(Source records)
○ ○ ○ ○ ○

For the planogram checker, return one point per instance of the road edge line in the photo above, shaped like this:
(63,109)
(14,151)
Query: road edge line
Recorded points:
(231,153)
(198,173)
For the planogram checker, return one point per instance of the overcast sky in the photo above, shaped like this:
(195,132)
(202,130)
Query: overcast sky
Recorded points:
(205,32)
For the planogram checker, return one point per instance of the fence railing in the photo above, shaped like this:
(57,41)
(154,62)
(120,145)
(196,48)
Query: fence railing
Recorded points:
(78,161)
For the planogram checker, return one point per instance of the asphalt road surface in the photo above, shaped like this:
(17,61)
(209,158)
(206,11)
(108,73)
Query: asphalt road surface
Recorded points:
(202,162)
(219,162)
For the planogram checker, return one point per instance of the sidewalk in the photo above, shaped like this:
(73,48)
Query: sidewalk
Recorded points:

○ ○ ○ ○ ○

→ **Work item**:
Output nothing but the lines from the one with "of the fence" through the last line above, each exactly as it stands.

→ **Output for this exercise**:
For the planogram checker, return one point per instance of the fence railing in the photo above, shaped like this:
(57,41)
(154,62)
(120,145)
(196,48)
Query: fence railing
Recorded points:
(78,161)
For the planogram checker, return one point per instance of the asphalt road surface in the photo above, shaped like this:
(17,61)
(209,158)
(206,11)
(108,73)
Query: asphalt road surface
Recorded points:
(202,162)
(219,162)
For the planogram checker, return one point per instance of the sidewalk in the photo above, shaped like this:
(73,48)
Query: sidewalk
Recorded points:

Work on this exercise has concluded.